# Excerto selecionado
Através do Pacto Ecológico Europeu/Green Deal, a União Europeia desenhou oprojeto “From farm to fork”, conhecido entre nós por “Do prado ao prato”, conforme divulgado pela Associação Agrícola de São Miguel. As linhas mestras incluem a sustentabilidade da cadeia de produção alimentar (respeitando as regras ambientais desde a origem agrícola) do processamento, distribuição e consumo de alimentos, finalizando com a prevenção das perdas e desperdícios. Neste sentido, a ASSM -Associação de Seniores de São Miguel organizou o programa “Zero desperdício”, que somente no passado mês de Junho recolheu e distribuiu mais de 5 toneladas de alimentos, das quais 1,905 kg de refeições confeccionadas e 1,847 kg de sopas. Tudo resultou da contribuição de 33 entidades diversas do sector hoteleiro, da restauração, das clínicas, hospitais privados, supermercados e estabelecimentos de ensino, entre outros. Com o patrocínio da Câmara Municipal de Ponta Delgada, foram entregues alimentos a78 pessoas, numa acção de voluntariado duma equipa da ASSM, constituída pelos associados Guilherme Miranda, Carlos Coelho e Leonor Borges. Este exemplo de cidadania solidária, merecedor do nosso respeito, evidencia uma faceta da nossa sociedade civil que deveria exigir maior atenção, porque muitas das situações pertencem ao sector da chamada “pobreza envergonhada”, uma chaga que o desperdício alimentar, se convenientemente gerido, poderia sarar com relativa facilidade. Até lá, programas solidários e ambientalmente proveitosos como este que os Seniores de São Miguel puseram no terreno, são exemplo a seguir e a multiplicar.

# Enunciado da tarefa
Responda com base no excerto selecionado:
(a) Por que nome é conhecido entre nós o projeto "From farm to fork"?
(b) Quantas entidades contribuíram para o programa "Zero desperdício"?
(c) Que entidade patrocinou a entrega de alimentos?
Os registos não têm qualquer relação com este excerto.

# Excertos dos registos
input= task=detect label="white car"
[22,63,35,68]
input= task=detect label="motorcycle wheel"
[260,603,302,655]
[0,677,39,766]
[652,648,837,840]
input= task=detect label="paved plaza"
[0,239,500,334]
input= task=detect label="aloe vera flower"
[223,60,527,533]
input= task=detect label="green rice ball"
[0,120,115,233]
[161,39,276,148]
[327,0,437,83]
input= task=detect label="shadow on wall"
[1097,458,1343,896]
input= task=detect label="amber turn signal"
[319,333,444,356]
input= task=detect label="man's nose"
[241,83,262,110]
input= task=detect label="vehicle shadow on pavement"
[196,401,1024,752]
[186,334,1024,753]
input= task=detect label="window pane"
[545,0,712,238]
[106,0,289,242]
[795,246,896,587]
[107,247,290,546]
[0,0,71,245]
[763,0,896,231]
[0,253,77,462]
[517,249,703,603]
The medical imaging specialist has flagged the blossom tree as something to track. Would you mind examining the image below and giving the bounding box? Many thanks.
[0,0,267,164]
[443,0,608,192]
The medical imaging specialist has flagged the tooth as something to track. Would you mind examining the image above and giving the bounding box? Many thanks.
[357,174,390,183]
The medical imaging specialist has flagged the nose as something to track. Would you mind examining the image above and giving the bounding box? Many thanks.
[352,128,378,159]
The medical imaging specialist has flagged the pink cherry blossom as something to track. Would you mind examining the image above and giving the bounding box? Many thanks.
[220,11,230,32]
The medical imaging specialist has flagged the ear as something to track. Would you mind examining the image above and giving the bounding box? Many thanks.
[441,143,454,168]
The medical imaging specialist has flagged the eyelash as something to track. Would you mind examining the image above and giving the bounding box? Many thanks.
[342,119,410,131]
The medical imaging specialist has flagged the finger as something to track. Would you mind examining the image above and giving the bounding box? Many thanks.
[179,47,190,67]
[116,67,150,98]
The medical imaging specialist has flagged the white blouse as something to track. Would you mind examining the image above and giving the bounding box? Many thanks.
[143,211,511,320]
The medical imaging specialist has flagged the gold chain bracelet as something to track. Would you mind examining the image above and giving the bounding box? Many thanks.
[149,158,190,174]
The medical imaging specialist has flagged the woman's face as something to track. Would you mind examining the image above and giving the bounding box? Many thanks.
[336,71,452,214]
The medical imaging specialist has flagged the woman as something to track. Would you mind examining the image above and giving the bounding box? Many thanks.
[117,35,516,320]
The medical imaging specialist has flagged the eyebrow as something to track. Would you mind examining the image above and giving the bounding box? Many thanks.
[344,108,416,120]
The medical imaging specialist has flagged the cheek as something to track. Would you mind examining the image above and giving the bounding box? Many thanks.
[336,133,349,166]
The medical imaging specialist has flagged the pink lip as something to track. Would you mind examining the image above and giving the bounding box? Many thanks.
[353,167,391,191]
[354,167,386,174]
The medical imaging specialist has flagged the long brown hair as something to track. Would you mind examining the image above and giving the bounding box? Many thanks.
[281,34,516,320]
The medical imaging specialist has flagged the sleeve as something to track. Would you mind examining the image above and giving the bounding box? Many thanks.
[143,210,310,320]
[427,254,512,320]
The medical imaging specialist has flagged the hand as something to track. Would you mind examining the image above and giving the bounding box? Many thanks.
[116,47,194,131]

# Resposta da tarefa
(a) "Do prado ao prato".
(b) 33 entidades.
(c) A Câmara Municipal de Ponta Delgada.